● **Problem description**: Copy everything word for word, from the line containing "instance of the sky" down through the last of the entries. Leave the pictures out of your copy.

● **Exercise input**:
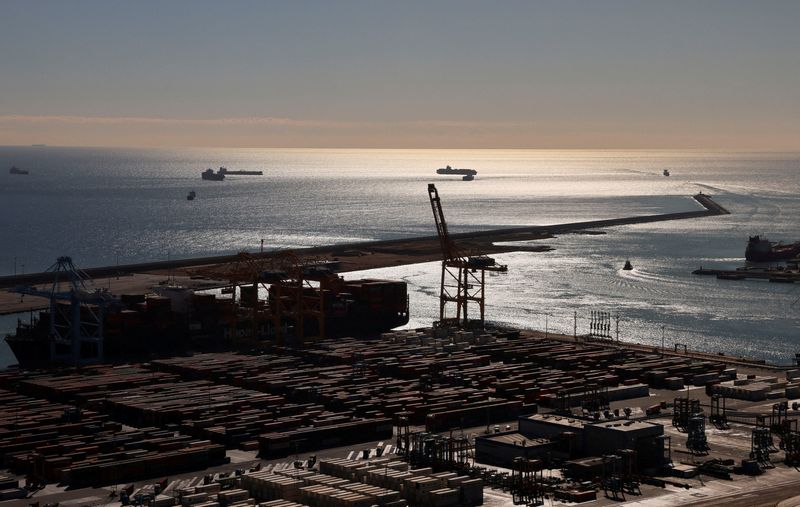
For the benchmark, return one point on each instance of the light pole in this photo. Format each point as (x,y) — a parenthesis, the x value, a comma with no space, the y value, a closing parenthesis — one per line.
(545,325)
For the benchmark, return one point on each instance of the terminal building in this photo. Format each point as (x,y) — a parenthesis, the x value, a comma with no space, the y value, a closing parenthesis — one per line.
(551,437)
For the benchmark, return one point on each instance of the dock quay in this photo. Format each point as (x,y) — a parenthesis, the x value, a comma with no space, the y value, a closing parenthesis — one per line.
(140,277)
(353,412)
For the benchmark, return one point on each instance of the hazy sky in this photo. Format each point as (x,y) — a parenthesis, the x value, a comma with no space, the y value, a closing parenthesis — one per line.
(426,74)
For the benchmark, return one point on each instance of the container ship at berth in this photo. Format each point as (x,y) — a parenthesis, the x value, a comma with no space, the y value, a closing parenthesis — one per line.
(760,249)
(178,320)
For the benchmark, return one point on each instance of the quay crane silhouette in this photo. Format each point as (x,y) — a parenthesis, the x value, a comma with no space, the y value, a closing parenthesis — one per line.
(463,277)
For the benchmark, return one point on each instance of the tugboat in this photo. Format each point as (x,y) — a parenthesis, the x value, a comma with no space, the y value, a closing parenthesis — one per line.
(210,175)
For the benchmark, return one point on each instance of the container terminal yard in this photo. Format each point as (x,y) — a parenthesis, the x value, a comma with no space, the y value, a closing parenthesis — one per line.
(325,413)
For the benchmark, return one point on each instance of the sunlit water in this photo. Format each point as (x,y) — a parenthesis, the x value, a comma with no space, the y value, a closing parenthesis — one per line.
(105,206)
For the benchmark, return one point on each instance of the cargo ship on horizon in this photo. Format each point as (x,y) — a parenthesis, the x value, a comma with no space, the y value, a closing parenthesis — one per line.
(453,170)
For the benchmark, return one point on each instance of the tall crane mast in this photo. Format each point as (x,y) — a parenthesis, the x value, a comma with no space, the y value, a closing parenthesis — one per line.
(76,334)
(463,277)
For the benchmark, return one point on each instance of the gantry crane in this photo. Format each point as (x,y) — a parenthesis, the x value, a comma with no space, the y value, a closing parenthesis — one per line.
(76,313)
(463,278)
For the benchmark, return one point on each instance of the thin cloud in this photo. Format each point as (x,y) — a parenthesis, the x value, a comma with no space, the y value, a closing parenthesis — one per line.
(130,120)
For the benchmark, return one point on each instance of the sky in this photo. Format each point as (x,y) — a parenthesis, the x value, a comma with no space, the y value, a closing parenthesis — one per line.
(638,74)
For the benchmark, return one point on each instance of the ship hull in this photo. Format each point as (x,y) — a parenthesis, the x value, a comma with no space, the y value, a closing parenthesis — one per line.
(761,250)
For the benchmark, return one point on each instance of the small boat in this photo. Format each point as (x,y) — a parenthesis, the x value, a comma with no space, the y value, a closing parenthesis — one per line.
(453,170)
(210,175)
(760,249)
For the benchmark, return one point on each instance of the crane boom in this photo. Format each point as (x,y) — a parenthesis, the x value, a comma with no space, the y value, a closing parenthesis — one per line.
(448,247)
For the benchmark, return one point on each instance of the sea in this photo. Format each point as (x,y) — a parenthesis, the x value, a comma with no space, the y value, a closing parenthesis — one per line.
(104,206)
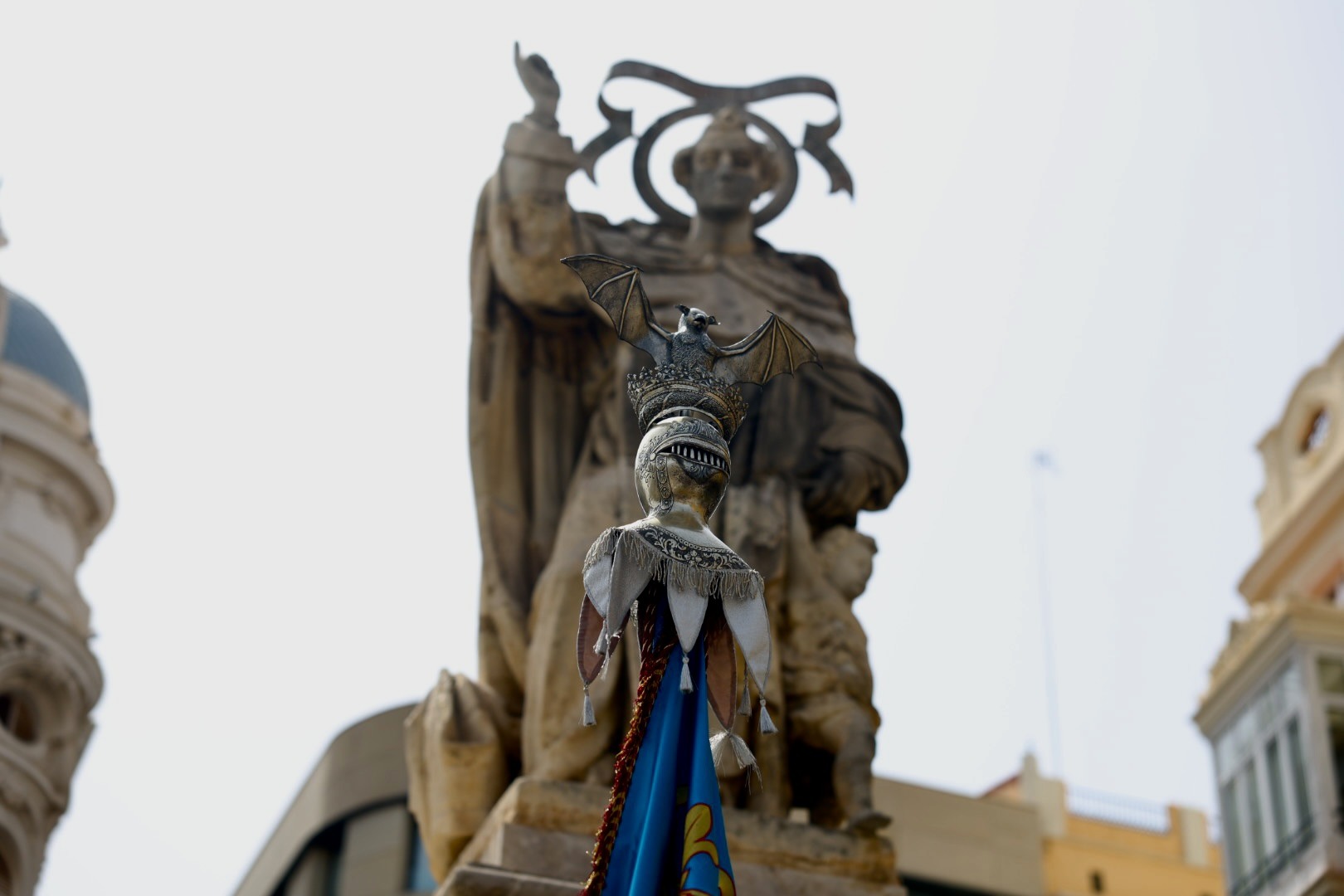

● **Exercise answer**:
For the benchmark, return one point on each instance of the sky in this photo. Format each point as (x,y) — a parenthesis, the x value, a comma with no space, the y value, a closing parenthesis — one per line.
(638,74)
For the benchmark, return one point on each instance of the ship hull in this photo. Format each point as (x,y) — a parenthesis, the x value, a comma with no space, the y value, a closing parenthesis — one per line.
(761,250)
For the benchmark, return one point on each instance of the small boat in this photo. Format each point as (x,y) — a parenthesis, the x value, a comma with no space, the y value, a closing parenthesis — one per line.
(453,170)
(210,175)
(760,249)
For the benchmark, return one point on each instance of the crane boom in this photo. Format each point as (x,y) — a parenthesis, the x value, a comma with no space, the y value, a closing parenthesis — one per line.
(448,247)
For the benchmark, return one point on each instance of the sea in this photo. Format each point as (x,y) — a parenthesis, the x value, a comma with no space, the y value, a closing parenthesis — one per line.
(104,206)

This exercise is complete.